WORK INSTRUCTIONS:
A - Copy the AEW article word for word from "The Dark Order" to "WCW in 2000.".
B - Check each statement against the AEW article and answer yes or no, quoting the words that settle it: (i) The piece says Double or Nothing was the company's official launch the year before. (ii) The piece says a knee injury ended Taz's in-ring career. (iii) The piece calls The Dark Order's attack on The Elite a high point of late last year.

DOCUMENT:
########################################

Fresh off of the Double or Nothing pay-per-view and this week’s episode of Dynamite, it appears that All Elite Wrestling is taking steps forward as a promotion. While it remains to be seen how effective the booking direction is, there are certainly several discussion points surrounding the organization. Keep in mind, Double or Nothing was the official launch of the company last year so the event itself was a milestone for the group. The foundation for the start of All Elite Wrestling was the popularity of The Elite and the concept of an alternative option for the sports entertainment industry. Ultimately, the ability to keep that momentum will be key for the company to continue to expanded. Granted, AEW isn’t perfect, but the group has to continue to move forward if they are going continue to have an impact in the industry. It’s often been said that AEW has to learn from the mistakes of WCW and TNA if they really want to capitalize on the momentum they had to start the promotion. Obviously, they have to invest wisely, even if they have a billionaire funding the project, as both of the previous companies showed that a billion dollar bankroll doesn’t automatically translate to success or stability. Secondly, the product must progress to avoid being stalled or stale, which is basically what happened to TNA over a decade ago.
The Dark Order storming the ring to attack The Elite was probably a low point late last year. The segment was tacky and looked like something from WCW in 2000.
Thankfully, many of the flaws from the first two months of TV have been fixed and most of the time, there’s a logical build for angles on television. One of the many aspects of this year is that with AEW’s new TV deal, it’s known that they will be an option for talent for at least the next few years, which saw the debut of Matt Hardy, Brodie Lee, and others. One of the debuts at Double or Nothing was Brain Cage, a former Impact heavyweight champion and an independent standout prior to that. The majority of Cage’s run in Impact was at a time when the group had less exposure than someone in the witness protection program so a move to AEW puts him on a platform with better distribution, especially with the TNT championship as an indication that the network will push the wrestling venture across its programming. That being said, I just don’t see what the big deal is about Brian Cage and I don’t think it’s quite as big of an acquisition as others might say about it. Don’t get me wrong, it’s not a personal jab toward him, if he can get an offer to work on a national TV platform than good for him. But, I’ve always thought his work was sloppy and that his matches were more or less just high spots without any pace to his matches. Plus, he doesn’t have much of a character, he’s more or less a generic bodybuilder that happens to do some flips with less precision than the rest on the roster that work a similar style. The other aspect is that Cage has been injury prone throughout his career, including his run in Impact so it remains to be see if this investment for AEW will payoff. That being said, pairing Cage with Taz makes sense and if it’s done right then this angle could be what his original run as Samoa Joe’s manage should’ve been in TNA several years ago. While neck injuries ended Taz’s in-ring career, his commentary and radio career prove that he does well on the mic and he can still cut intense promos so it was a good choice to give him the spot to cut promos as Cage’s manager.

########################################

EXTRACTED DATA:
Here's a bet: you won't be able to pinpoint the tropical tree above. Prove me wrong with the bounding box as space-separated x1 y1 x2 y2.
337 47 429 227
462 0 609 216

########################################

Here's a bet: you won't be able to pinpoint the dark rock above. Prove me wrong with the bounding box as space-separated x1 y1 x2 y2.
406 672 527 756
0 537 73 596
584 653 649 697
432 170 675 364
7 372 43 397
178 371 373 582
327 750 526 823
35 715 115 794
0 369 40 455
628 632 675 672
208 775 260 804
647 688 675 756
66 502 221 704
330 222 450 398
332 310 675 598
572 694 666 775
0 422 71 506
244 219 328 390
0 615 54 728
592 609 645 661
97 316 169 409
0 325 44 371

########################################

SOLVED PROBLEMS:
A -
The Dark Order storming the ring to attack The Elite was probably a low point late last year. The segment was tacky and looked like something from WCW in 2000.

B -
(i) Yes: "Double or Nothing was the official launch of the company last year"
(ii) No: "neck injuries ended Taz’s in-ring career"
(iii) No: "was probably a low point late last year"